=== Data listing ===
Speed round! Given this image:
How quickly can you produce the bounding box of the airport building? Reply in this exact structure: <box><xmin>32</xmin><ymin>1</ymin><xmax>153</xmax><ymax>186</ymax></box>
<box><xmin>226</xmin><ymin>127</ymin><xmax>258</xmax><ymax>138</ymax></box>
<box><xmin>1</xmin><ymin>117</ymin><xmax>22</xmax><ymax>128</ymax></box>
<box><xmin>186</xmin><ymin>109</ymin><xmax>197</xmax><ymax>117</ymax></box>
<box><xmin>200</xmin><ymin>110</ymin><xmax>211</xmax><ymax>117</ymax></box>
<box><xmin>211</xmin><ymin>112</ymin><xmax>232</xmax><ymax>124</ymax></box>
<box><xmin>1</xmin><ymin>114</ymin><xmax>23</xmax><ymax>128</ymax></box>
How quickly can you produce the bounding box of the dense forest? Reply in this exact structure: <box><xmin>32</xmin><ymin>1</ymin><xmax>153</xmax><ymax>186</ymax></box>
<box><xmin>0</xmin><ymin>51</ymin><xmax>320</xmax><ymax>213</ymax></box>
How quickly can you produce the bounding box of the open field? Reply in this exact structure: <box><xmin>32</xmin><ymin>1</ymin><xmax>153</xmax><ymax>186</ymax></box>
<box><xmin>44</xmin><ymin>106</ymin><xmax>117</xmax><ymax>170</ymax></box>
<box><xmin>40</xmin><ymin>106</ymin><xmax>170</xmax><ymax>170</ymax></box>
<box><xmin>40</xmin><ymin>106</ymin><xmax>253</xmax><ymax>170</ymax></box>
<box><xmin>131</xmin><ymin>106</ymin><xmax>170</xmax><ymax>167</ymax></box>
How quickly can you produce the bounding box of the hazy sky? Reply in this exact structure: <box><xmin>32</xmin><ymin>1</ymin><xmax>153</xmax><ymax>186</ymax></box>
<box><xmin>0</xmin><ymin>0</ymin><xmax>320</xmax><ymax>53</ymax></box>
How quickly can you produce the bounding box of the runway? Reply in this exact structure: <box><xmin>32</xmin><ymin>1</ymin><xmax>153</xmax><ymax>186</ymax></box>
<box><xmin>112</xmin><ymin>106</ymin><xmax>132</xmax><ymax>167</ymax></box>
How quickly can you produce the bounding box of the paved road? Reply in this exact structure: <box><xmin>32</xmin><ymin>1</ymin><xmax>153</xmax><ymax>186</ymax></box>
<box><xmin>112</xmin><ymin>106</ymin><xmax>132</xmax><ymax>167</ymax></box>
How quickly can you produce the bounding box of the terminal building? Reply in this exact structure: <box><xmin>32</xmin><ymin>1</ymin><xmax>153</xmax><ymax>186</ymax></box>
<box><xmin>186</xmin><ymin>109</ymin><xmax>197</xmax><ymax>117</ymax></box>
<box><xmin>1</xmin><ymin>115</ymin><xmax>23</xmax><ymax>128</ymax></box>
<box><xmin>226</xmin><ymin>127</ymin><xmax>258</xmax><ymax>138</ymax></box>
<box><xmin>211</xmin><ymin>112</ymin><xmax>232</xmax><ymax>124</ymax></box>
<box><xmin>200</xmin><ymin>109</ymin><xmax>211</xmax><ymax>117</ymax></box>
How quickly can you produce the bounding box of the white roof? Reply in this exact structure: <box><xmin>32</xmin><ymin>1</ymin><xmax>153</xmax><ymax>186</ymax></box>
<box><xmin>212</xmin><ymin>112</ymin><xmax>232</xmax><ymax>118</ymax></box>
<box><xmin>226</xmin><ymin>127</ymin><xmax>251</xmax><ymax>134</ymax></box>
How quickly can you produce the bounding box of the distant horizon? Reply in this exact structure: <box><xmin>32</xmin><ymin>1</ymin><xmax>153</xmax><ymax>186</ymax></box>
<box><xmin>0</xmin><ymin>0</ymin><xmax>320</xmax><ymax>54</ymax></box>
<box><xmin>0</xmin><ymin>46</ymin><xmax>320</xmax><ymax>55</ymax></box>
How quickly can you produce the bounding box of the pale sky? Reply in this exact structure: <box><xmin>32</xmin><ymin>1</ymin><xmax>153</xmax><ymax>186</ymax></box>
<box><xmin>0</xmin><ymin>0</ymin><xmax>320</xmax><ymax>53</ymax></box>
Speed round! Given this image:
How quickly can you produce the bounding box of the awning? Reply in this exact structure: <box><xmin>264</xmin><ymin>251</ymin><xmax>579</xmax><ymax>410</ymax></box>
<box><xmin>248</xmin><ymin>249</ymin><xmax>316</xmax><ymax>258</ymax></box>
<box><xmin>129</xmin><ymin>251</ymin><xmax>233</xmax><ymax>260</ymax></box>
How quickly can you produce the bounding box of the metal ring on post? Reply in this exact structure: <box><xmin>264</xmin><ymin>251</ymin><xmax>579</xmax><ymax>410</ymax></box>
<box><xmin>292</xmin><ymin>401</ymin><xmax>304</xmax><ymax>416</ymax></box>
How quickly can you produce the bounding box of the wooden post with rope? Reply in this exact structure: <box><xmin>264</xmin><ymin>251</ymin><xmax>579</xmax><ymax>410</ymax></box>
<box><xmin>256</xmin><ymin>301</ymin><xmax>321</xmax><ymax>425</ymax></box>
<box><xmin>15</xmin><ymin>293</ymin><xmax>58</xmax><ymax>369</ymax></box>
===
■ Exercise ■
Please rewrite all the records above, changing every "Reply in this exact structure" to "Answer using this format" and leaving everything else unchanged.

■ Reply to the exercise ■
Speed round! Given this image:
How quickly can you produce the bounding box of the airport building? Answer using this format: <box><xmin>32</xmin><ymin>1</ymin><xmax>153</xmax><ymax>186</ymax></box>
<box><xmin>226</xmin><ymin>127</ymin><xmax>258</xmax><ymax>138</ymax></box>
<box><xmin>1</xmin><ymin>117</ymin><xmax>22</xmax><ymax>128</ymax></box>
<box><xmin>186</xmin><ymin>109</ymin><xmax>197</xmax><ymax>117</ymax></box>
<box><xmin>200</xmin><ymin>110</ymin><xmax>211</xmax><ymax>117</ymax></box>
<box><xmin>211</xmin><ymin>112</ymin><xmax>232</xmax><ymax>124</ymax></box>
<box><xmin>1</xmin><ymin>114</ymin><xmax>23</xmax><ymax>128</ymax></box>
How quickly can you produce the bounding box of the dense forest? Answer using this format: <box><xmin>32</xmin><ymin>1</ymin><xmax>153</xmax><ymax>186</ymax></box>
<box><xmin>0</xmin><ymin>51</ymin><xmax>320</xmax><ymax>213</ymax></box>
How quickly can you produce the bounding box of the open field? Answer using this format: <box><xmin>32</xmin><ymin>1</ymin><xmax>153</xmax><ymax>186</ymax></box>
<box><xmin>44</xmin><ymin>106</ymin><xmax>117</xmax><ymax>170</ymax></box>
<box><xmin>40</xmin><ymin>106</ymin><xmax>170</xmax><ymax>170</ymax></box>
<box><xmin>40</xmin><ymin>106</ymin><xmax>253</xmax><ymax>170</ymax></box>
<box><xmin>131</xmin><ymin>106</ymin><xmax>170</xmax><ymax>167</ymax></box>
How quickly can you produce the bounding box of the hazy sky? Answer using this format: <box><xmin>32</xmin><ymin>1</ymin><xmax>153</xmax><ymax>186</ymax></box>
<box><xmin>0</xmin><ymin>0</ymin><xmax>320</xmax><ymax>53</ymax></box>
How quickly can you produce the bounding box of the runway? Answer using this format: <box><xmin>32</xmin><ymin>1</ymin><xmax>153</xmax><ymax>186</ymax></box>
<box><xmin>112</xmin><ymin>106</ymin><xmax>132</xmax><ymax>167</ymax></box>
How quickly can you produce the bounding box of the paved road? Answer using this format: <box><xmin>32</xmin><ymin>1</ymin><xmax>153</xmax><ymax>186</ymax></box>
<box><xmin>112</xmin><ymin>106</ymin><xmax>132</xmax><ymax>167</ymax></box>
How quickly can you produce the bounding box of the terminal building? Answer using this format: <box><xmin>32</xmin><ymin>1</ymin><xmax>153</xmax><ymax>186</ymax></box>
<box><xmin>186</xmin><ymin>109</ymin><xmax>197</xmax><ymax>117</ymax></box>
<box><xmin>1</xmin><ymin>115</ymin><xmax>23</xmax><ymax>128</ymax></box>
<box><xmin>226</xmin><ymin>127</ymin><xmax>258</xmax><ymax>138</ymax></box>
<box><xmin>211</xmin><ymin>112</ymin><xmax>232</xmax><ymax>124</ymax></box>
<box><xmin>200</xmin><ymin>109</ymin><xmax>211</xmax><ymax>117</ymax></box>
How quickly can you produce the bounding box of the white roof? Answer using this format: <box><xmin>32</xmin><ymin>1</ymin><xmax>153</xmax><ymax>186</ymax></box>
<box><xmin>212</xmin><ymin>112</ymin><xmax>232</xmax><ymax>118</ymax></box>
<box><xmin>226</xmin><ymin>127</ymin><xmax>251</xmax><ymax>134</ymax></box>
How quickly can you produce the bounding box of the distant horizon? Answer using this format: <box><xmin>32</xmin><ymin>1</ymin><xmax>153</xmax><ymax>186</ymax></box>
<box><xmin>0</xmin><ymin>0</ymin><xmax>320</xmax><ymax>54</ymax></box>
<box><xmin>0</xmin><ymin>46</ymin><xmax>320</xmax><ymax>55</ymax></box>
How quickly can you produce the bounding box of the pale sky? Answer using this format: <box><xmin>32</xmin><ymin>1</ymin><xmax>153</xmax><ymax>186</ymax></box>
<box><xmin>0</xmin><ymin>0</ymin><xmax>320</xmax><ymax>53</ymax></box>
Speed round! Given this image:
How quickly can you produce the bounding box of the awning? Answer using this format: <box><xmin>264</xmin><ymin>251</ymin><xmax>579</xmax><ymax>410</ymax></box>
<box><xmin>248</xmin><ymin>249</ymin><xmax>316</xmax><ymax>258</ymax></box>
<box><xmin>129</xmin><ymin>251</ymin><xmax>233</xmax><ymax>260</ymax></box>
How quickly can you produce the bounding box of the metal ring on post? Answer using this format: <box><xmin>264</xmin><ymin>251</ymin><xmax>579</xmax><ymax>410</ymax></box>
<box><xmin>292</xmin><ymin>401</ymin><xmax>304</xmax><ymax>416</ymax></box>
How quickly can you produce the bounding box of the wooden post with rope? Answer using this format: <box><xmin>264</xmin><ymin>251</ymin><xmax>579</xmax><ymax>410</ymax></box>
<box><xmin>256</xmin><ymin>301</ymin><xmax>321</xmax><ymax>425</ymax></box>
<box><xmin>15</xmin><ymin>293</ymin><xmax>58</xmax><ymax>369</ymax></box>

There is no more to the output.